TEXTO DE LA PÁGINA:
Me atrevería a afirmar que el verdadero sentido/significado de la vida/existencia es la muerte. Pero es significado en nosotros como conscientes. Entonces, la muerte es significado en la existencia y no en la vida ─o si se quiere en la vida consciente, es decir, en los hombres como conscientes. La muerte es un problema de conciencia, más aún, la conciencia ha creado el problema de la muerte. La muerte no es ningún problema o cuestión en sí. Es un hecho natural.

La muerte en el hombre tiene una dimensión distinta. Y ello porque su nivel y riqueza psicológica es superior al del resto de los seres vivos. Esto hace que su anima, su actividad psicológica, no sea puramente flexiva, sino también re-flexiva. Es decir, el hombre se da cuenta de las cosas, posee, mejor dicho, es conciencia. De este modo, puede darse en él una muerte de la dimensión reflexiva, es decir, de la conciencia, sin que por ello deje de estar vivo. El hombre antes de dejar de vivir puede dejar de existir; sin embargo, una vez que deja de vivir, deja también necesariamente de existir. Es decir, el hombre puede dejar de existir y vivir, mas no puede dejar de vivir y existir.

En consecuencia, podemos sufrir dos clases de muerte, lo mismo que tenemos dos clases o modos de vivir, esto es: vida y existencia ─vida sin conciencia, inconcienciada, y vida consciente. Así tenemos: una muerte vital y otra existencial. La muerte vital engloba a la existencial, es decir, cuando ocurre la muerte vital también se da la existencial. La muerte vital es la radical.

Lo mismo pasa con la vida. La vida vivida es la radical y primaria. La vida existida es solo propia del hombre, lo mismo que la muerte existencial. La vida-existida es lo que llamo propiamente existencia.

Pero, ¿qué sentido tiene la existencia humana?; ¿lo tiene verdaderamente? Creo que la conciencia de la vida es lo que hace que le demos un sentido a la existencia. Y es así porque tenemos que darle una justificación a la existencia.

El término, el fin de la existencia no es la muerte, porque en sí misma la existencia no se ve dirigida ni impelida hacia ella. La muerte no forma parte de la existencia como sentido ─que sería el caso  de lo que es meramente vida, sino como significado. La existencia es significante, o si se quiere, el hombre consciente, o también la vida-existida, da significado a las cosas, las valora, da razón de ellas, las justifica. Pero con ello no hace sino intentar fundamentarse a sí mismo; ahora bien, ¿es él el fundamento o no?

  Esa actividad valorativa, racional, justificativa, alcanza también a la muerte. Más aún siendo ésta una ultimidad que compromete en su raíz a la existencia misma.. Así, indudablemente, la muerte no solo es fuente de sentido, de todo sentido (en la vida), sino también de todo posible significado (en la existencia).

El hombre, pues, en cuanto ser mortal se plantea constantemente el problema de un asidero por el que su existencia cobre significado. La muerte, por su carácter, se convierte en el máximo anhelo justificativo y justificante del ser finito del hombre, por lo que la temporalidad puede adquirir un elevado valor. Es decir, el tiempo se convierte en una cuenta atrás, en una moneda de valor de primer orden para esa vida-existida en el que el cuándo de la muerte permanece en una interrogación apremiante y angustiante.

[Líneas de datos]
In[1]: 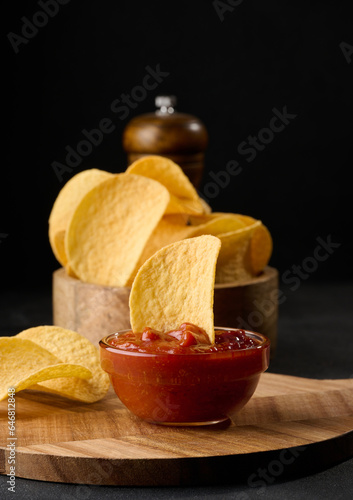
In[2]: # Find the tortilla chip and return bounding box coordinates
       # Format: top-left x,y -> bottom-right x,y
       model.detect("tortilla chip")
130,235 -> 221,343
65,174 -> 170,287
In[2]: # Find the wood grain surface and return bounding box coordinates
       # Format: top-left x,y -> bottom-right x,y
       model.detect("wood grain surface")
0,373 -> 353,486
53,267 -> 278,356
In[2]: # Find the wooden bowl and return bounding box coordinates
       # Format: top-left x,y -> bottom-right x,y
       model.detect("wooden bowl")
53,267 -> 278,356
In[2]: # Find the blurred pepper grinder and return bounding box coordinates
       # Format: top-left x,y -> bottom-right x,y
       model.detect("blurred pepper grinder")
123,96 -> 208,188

==

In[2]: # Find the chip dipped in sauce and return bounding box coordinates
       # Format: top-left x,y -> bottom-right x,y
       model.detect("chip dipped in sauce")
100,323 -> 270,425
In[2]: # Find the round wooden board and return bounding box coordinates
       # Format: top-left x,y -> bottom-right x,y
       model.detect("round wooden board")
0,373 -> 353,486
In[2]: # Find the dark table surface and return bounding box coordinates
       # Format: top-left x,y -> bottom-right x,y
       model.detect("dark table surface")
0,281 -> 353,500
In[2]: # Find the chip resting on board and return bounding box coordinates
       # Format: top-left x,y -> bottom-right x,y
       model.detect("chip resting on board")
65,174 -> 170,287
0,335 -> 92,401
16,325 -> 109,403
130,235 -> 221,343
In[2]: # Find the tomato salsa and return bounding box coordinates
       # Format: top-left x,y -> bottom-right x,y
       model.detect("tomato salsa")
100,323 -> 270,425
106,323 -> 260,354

* * *

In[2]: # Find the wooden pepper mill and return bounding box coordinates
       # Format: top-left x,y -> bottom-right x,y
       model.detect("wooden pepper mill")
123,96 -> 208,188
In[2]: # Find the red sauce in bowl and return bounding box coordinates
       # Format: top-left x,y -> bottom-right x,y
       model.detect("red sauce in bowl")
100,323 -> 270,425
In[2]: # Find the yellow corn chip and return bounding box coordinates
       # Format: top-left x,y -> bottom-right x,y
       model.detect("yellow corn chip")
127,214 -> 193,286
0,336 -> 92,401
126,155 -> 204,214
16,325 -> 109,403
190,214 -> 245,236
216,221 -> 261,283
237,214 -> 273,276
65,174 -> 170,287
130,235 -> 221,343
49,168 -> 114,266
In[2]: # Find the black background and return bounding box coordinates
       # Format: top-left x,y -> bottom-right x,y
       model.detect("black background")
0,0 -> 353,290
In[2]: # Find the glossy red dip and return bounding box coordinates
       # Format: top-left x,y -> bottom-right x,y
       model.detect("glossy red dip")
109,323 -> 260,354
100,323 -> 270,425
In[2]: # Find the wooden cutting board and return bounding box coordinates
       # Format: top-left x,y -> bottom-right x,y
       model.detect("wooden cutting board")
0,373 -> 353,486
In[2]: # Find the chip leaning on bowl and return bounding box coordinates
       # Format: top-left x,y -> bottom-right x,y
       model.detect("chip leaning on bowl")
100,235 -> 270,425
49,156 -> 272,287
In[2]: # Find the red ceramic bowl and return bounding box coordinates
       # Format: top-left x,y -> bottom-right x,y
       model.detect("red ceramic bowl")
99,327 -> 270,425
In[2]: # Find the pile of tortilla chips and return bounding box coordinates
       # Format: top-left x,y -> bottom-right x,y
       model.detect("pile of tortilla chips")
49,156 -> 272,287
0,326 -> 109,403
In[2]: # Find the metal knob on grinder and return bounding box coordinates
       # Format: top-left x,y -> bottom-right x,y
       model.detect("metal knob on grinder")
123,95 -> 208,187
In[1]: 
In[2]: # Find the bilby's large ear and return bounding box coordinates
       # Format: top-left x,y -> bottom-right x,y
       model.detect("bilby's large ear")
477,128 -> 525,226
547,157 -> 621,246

PARA TRABAJAR:
[1] Vuelve a escribir las líneas de las entradas desde la que contiene "In[2]: # Find the wooden cutting" hasta la que contiene "99,327 -> 270,425", esta incluida, con los pedidos tal cual y sumando -31 a cada número de las coordenadas de las respuestas.
[2] Prosigue el texto sobre la muerte y la existencia a partir de la última frase.

TAREAS RESUELTAS:
[1]
In[2]: # Find the wooden cutting board and return bounding box coordinates
       # Format: top-left x,y -> bottom-right x,y
       model.detect("wooden cutting board")
-31,342 -> 322,455
In[2]: # Find the chip leaning on bowl and return bounding box coordinates
       # Format: top-left x,y -> bottom-right x,y
       model.detect("chip leaning on bowl")
69,204 -> 239,394
18,125 -> 241,256
In[2]: # Find the red ceramic bowl and return bounding box coordinates
       # Format: top-left x,y -> bottom-right x,y
       model.detect("red ceramic bowl")
68,296 -> 239,394

[2]
Por otra parte, la muerte como preocupación y como espera nos deja solos ante nosotros mismos, en la más pura y absoluta soledad. El hombre, cada hombre, se encuentra sólo ante su muerte, y no hay nada ni nadie que le quite "pasar ese trago". Este hecho hace que se pueda hablar de una espera en sentido positivo (p. ej. en un cristiano), pero también en sentido negativo, es decir, de una desesperación, que se puede convertir en algo obsesivo, enfermizo (p. ej. en Unamuno). Hay que ser consciente de nuestra mortalidad y de lo que supone y pre-supone, sin que eso nos quite, dicho familiarmente, "vivir la vida". Sin embargo, muchas veces es inevitable sucumbir, aunque sea momentáneamente, a una cierta desazón y desesperación.

 

Recapitulemos: Puede decirse que en la existencia la muerte no puede tener sentido más que como significado. Siendo la muerte el sentido de la vida, no lo es de la existencia. Y  por ello debe justificarse. De este modo, le damos un significado a la muerte y, además, a la existencia. Con lo que el significado de la muerte pasa a ser el sentido de la existencia.

La existencia se caracteriza por carecer de sentido. Nosotros, cada uno, debemos darle un sentido, es decir, un significado a nuestra propia existencia, la cual llene verdadera y enteramente ese vacío. Hay que justificar, pues, la existencia para seguir existiendo; porque también la muerte necesita ser justificada de forma existencial.

En esto estriba el absurdo existencial, de peligrosas consecuencias si se da un desarraigo total con lo que nos une existencialmente al significado. La existencia absurda es aquella en la que su significado ha dejado de tener sentido. Se produce entonces una separación, un abismo entre el sentido y el significado por el que se precipita la existencia hacia la muerte. He aquí la explicación de todo suicidio. Cuando la existencia pierde su significado, su asidero, pierde también su sentido. Entonces la muerte pasa a ser el único sentido posible para la existencia absurda, en el intento de recobrar su significado. A este respecto, el suicidio constituye un problema filosófico, como querían Albert Camus y E. M. Cioran. Y cabe pensarlo de ese modo si el problema principal de la filosofía es la existencia, y el de esta el de su significado.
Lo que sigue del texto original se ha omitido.